## DATASET EXTRACT:
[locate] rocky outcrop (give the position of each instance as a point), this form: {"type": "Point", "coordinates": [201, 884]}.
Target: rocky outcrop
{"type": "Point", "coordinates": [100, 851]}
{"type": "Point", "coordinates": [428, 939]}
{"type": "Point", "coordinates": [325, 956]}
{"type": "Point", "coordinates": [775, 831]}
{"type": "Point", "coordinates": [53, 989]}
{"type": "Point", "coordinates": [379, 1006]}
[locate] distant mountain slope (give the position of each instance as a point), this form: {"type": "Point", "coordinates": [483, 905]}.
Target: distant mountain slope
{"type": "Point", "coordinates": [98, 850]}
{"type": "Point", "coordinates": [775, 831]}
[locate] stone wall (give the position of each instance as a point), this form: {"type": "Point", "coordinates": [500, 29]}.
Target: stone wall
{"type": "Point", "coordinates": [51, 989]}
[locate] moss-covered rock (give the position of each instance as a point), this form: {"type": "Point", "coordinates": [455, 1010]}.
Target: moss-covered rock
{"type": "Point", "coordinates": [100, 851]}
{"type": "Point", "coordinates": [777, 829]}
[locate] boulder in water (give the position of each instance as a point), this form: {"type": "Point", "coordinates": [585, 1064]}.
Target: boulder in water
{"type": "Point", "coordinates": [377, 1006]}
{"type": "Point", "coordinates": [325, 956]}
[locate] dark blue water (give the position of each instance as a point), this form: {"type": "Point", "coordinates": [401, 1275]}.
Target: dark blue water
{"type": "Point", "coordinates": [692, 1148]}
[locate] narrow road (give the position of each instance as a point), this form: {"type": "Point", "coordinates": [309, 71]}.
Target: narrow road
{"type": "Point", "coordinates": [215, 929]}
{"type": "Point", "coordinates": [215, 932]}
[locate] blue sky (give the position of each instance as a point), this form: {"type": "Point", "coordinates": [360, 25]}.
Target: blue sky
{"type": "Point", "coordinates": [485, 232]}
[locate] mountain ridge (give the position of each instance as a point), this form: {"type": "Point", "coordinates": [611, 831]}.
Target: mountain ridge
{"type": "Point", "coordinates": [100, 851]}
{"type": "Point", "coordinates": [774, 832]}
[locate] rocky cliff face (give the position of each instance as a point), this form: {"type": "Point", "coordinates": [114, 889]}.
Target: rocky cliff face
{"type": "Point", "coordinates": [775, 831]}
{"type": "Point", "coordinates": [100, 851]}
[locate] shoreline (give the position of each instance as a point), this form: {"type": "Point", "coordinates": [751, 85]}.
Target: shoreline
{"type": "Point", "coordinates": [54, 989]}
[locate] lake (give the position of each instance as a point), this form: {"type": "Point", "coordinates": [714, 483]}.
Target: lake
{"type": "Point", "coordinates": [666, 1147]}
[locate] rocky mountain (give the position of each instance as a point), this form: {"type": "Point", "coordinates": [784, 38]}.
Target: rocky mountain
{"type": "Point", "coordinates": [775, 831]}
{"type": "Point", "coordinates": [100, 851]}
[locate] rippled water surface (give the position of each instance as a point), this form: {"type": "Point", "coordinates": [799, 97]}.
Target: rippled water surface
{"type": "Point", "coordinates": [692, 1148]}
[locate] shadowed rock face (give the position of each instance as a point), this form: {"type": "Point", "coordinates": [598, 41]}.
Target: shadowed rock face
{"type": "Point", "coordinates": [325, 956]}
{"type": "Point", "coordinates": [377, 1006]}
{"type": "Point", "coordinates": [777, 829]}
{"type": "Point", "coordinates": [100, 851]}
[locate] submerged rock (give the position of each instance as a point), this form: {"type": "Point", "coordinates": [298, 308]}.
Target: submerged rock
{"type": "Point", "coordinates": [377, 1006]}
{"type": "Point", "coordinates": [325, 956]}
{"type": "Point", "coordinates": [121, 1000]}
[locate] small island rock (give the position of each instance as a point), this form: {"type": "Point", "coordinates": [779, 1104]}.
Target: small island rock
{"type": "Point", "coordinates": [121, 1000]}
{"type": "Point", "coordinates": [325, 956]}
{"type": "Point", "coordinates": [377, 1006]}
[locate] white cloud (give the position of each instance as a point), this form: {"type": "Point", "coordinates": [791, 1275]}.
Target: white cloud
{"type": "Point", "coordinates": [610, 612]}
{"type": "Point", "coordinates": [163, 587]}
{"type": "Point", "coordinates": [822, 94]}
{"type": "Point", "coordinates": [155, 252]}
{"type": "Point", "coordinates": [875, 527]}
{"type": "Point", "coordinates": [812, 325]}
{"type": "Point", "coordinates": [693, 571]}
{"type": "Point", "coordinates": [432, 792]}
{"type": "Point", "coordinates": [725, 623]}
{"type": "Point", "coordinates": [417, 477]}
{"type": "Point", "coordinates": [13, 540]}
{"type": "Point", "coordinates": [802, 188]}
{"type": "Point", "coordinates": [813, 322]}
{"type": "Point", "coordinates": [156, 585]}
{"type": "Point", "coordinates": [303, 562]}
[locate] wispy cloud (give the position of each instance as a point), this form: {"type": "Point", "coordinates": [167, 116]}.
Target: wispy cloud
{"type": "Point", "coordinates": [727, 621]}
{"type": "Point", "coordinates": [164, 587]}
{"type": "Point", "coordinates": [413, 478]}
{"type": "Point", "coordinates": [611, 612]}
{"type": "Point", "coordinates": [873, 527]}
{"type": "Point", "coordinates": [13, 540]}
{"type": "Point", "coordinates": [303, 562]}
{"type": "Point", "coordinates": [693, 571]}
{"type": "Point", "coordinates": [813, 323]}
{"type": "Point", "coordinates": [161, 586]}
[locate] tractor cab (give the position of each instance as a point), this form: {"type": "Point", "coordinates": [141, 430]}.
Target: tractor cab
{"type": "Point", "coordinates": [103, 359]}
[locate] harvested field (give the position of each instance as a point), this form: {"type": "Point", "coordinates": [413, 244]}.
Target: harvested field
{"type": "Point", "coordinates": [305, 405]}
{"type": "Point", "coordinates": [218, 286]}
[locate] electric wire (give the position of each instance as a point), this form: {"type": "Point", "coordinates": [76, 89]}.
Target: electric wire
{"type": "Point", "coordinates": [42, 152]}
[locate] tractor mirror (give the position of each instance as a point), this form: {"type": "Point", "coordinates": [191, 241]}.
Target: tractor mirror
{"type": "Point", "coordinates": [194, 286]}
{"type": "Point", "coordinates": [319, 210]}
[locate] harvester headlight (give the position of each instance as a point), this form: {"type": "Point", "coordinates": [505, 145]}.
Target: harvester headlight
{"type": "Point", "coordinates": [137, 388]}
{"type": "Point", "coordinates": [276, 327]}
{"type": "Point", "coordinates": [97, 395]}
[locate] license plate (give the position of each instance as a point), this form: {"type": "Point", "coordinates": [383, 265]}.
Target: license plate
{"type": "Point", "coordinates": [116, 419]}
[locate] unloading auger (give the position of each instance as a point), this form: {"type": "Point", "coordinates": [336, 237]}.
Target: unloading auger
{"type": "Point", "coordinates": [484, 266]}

## WHAT YOU SHOULD DO:
Render every line of the listing above as a numbered list, omitting any blank lines.

## WORKED SOLUTION:
1. [locate] rocky outcrop (give the position of each instance as a point), this form: {"type": "Point", "coordinates": [201, 884]}.
2. Target: rocky outcrop
3. {"type": "Point", "coordinates": [100, 851]}
4. {"type": "Point", "coordinates": [428, 939]}
5. {"type": "Point", "coordinates": [325, 956]}
6. {"type": "Point", "coordinates": [775, 831]}
7. {"type": "Point", "coordinates": [53, 989]}
8. {"type": "Point", "coordinates": [379, 1006]}
9. [locate] distant mountain slope (give the position of each instance as a point), this form: {"type": "Point", "coordinates": [483, 905]}.
10. Target: distant mountain slope
11. {"type": "Point", "coordinates": [98, 850]}
12. {"type": "Point", "coordinates": [775, 831]}
13. [locate] stone wall (give the position of each instance as a point), this form: {"type": "Point", "coordinates": [500, 29]}.
14. Target: stone wall
15. {"type": "Point", "coordinates": [51, 989]}
16. [locate] moss-covered rock (give the position of each instance as a point), this form: {"type": "Point", "coordinates": [455, 1010]}.
17. Target: moss-covered rock
18. {"type": "Point", "coordinates": [100, 851]}
19. {"type": "Point", "coordinates": [777, 829]}
20. [locate] boulder in water (give the position of each instance as a point), this form: {"type": "Point", "coordinates": [585, 1064]}.
21. Target: boulder in water
22. {"type": "Point", "coordinates": [377, 1006]}
23. {"type": "Point", "coordinates": [325, 956]}
24. [locate] dark blue water (give the position of each instance as a point), this form: {"type": "Point", "coordinates": [401, 1275]}.
25. Target: dark blue water
26. {"type": "Point", "coordinates": [692, 1148]}
27. [locate] narrow road (give the position of each instance as a point), this form: {"type": "Point", "coordinates": [309, 71]}.
28. Target: narrow road
29. {"type": "Point", "coordinates": [215, 929]}
30. {"type": "Point", "coordinates": [215, 932]}
31. [locate] blue sky (give the position of each instance as a point), this form: {"type": "Point", "coordinates": [360, 25]}.
32. Target: blue sky
33. {"type": "Point", "coordinates": [485, 232]}
34. [locate] mountain ridge (give the position of each instance as a point), this form: {"type": "Point", "coordinates": [611, 831]}.
35. Target: mountain ridge
36. {"type": "Point", "coordinates": [100, 851]}
37. {"type": "Point", "coordinates": [774, 832]}
38. [locate] rocky cliff face (give the position of each instance as a point), this form: {"type": "Point", "coordinates": [114, 889]}.
39. Target: rocky cliff face
40. {"type": "Point", "coordinates": [775, 831]}
41. {"type": "Point", "coordinates": [100, 851]}
42. [locate] shoreline (give the position of each instance as a point), this form: {"type": "Point", "coordinates": [751, 85]}.
43. Target: shoreline
44. {"type": "Point", "coordinates": [54, 989]}
45. [locate] lake (give the position of each instance as a point), this form: {"type": "Point", "coordinates": [714, 483]}.
46. Target: lake
47. {"type": "Point", "coordinates": [666, 1147]}
48. [locate] rocky mountain (give the position of each instance as a point), this form: {"type": "Point", "coordinates": [784, 38]}.
49. Target: rocky mountain
50. {"type": "Point", "coordinates": [775, 831]}
51. {"type": "Point", "coordinates": [100, 851]}
52. [locate] rippled water surface (give the position of each instance as a point), this form: {"type": "Point", "coordinates": [799, 97]}.
53. Target: rippled water surface
54. {"type": "Point", "coordinates": [692, 1148]}
55. [locate] shadowed rock face (give the position of each instance as a point), this form: {"type": "Point", "coordinates": [598, 41]}.
56. Target: shadowed rock face
57. {"type": "Point", "coordinates": [325, 956]}
58. {"type": "Point", "coordinates": [377, 1006]}
59. {"type": "Point", "coordinates": [777, 829]}
60. {"type": "Point", "coordinates": [100, 851]}
61. [locate] submerged rock (give the position of each instance as a point), this form: {"type": "Point", "coordinates": [298, 308]}.
62. Target: submerged rock
63. {"type": "Point", "coordinates": [377, 1006]}
64. {"type": "Point", "coordinates": [325, 956]}
65. {"type": "Point", "coordinates": [121, 1000]}
66. [locate] small island rock (give the position of each instance as a point), this form: {"type": "Point", "coordinates": [779, 1104]}.
67. Target: small island rock
68. {"type": "Point", "coordinates": [121, 1000]}
69. {"type": "Point", "coordinates": [325, 956]}
70. {"type": "Point", "coordinates": [377, 1006]}
71. [locate] white cloud (give the position of each instance as a point), this form: {"type": "Point", "coordinates": [791, 1275]}.
72. Target: white cloud
73. {"type": "Point", "coordinates": [610, 612]}
74. {"type": "Point", "coordinates": [163, 587]}
75. {"type": "Point", "coordinates": [822, 94]}
76. {"type": "Point", "coordinates": [155, 252]}
77. {"type": "Point", "coordinates": [875, 527]}
78. {"type": "Point", "coordinates": [812, 325]}
79. {"type": "Point", "coordinates": [693, 571]}
80. {"type": "Point", "coordinates": [432, 792]}
81. {"type": "Point", "coordinates": [725, 623]}
82. {"type": "Point", "coordinates": [417, 477]}
83. {"type": "Point", "coordinates": [13, 540]}
84. {"type": "Point", "coordinates": [802, 188]}
85. {"type": "Point", "coordinates": [813, 322]}
86. {"type": "Point", "coordinates": [156, 585]}
87. {"type": "Point", "coordinates": [303, 562]}
88. [locate] wispy cloud (give the position of each instance as a point), this form: {"type": "Point", "coordinates": [167, 116]}.
89. Target: wispy cloud
90. {"type": "Point", "coordinates": [727, 621]}
91. {"type": "Point", "coordinates": [164, 587]}
92. {"type": "Point", "coordinates": [413, 478]}
93. {"type": "Point", "coordinates": [611, 612]}
94. {"type": "Point", "coordinates": [873, 527]}
95. {"type": "Point", "coordinates": [13, 540]}
96. {"type": "Point", "coordinates": [303, 562]}
97. {"type": "Point", "coordinates": [693, 571]}
98. {"type": "Point", "coordinates": [813, 323]}
99. {"type": "Point", "coordinates": [161, 586]}
100. [locate] tractor cab (give the position of each instance as a point), this form: {"type": "Point", "coordinates": [141, 430]}.
101. Target: tractor cab
102. {"type": "Point", "coordinates": [103, 359]}
103. [locate] harvested field (give the position of each instance as a point), this form: {"type": "Point", "coordinates": [413, 244]}.
104. Target: harvested field
105. {"type": "Point", "coordinates": [305, 405]}
106. {"type": "Point", "coordinates": [218, 286]}
107. [locate] electric wire (give the position of each instance as a point), this form: {"type": "Point", "coordinates": [76, 89]}.
108. Target: electric wire
109. {"type": "Point", "coordinates": [42, 152]}
110. [locate] tractor mirror (give the position of each instance as a point), this form: {"type": "Point", "coordinates": [191, 241]}.
111. Target: tractor mirror
112. {"type": "Point", "coordinates": [194, 286]}
113. {"type": "Point", "coordinates": [319, 210]}
114. [locate] harvester headlight (give the position of each instance as a point), this form: {"type": "Point", "coordinates": [505, 145]}.
115. Target: harvester headlight
116. {"type": "Point", "coordinates": [137, 388]}
117. {"type": "Point", "coordinates": [276, 327]}
118. {"type": "Point", "coordinates": [97, 395]}
119. [locate] license plate (give the position of each instance as a point), this form: {"type": "Point", "coordinates": [383, 265]}.
120. Target: license plate
121. {"type": "Point", "coordinates": [116, 419]}
122. [locate] unloading auger (give the position of each instance as a point), this form: {"type": "Point", "coordinates": [336, 237]}.
123. Target: unloading auger
124. {"type": "Point", "coordinates": [484, 266]}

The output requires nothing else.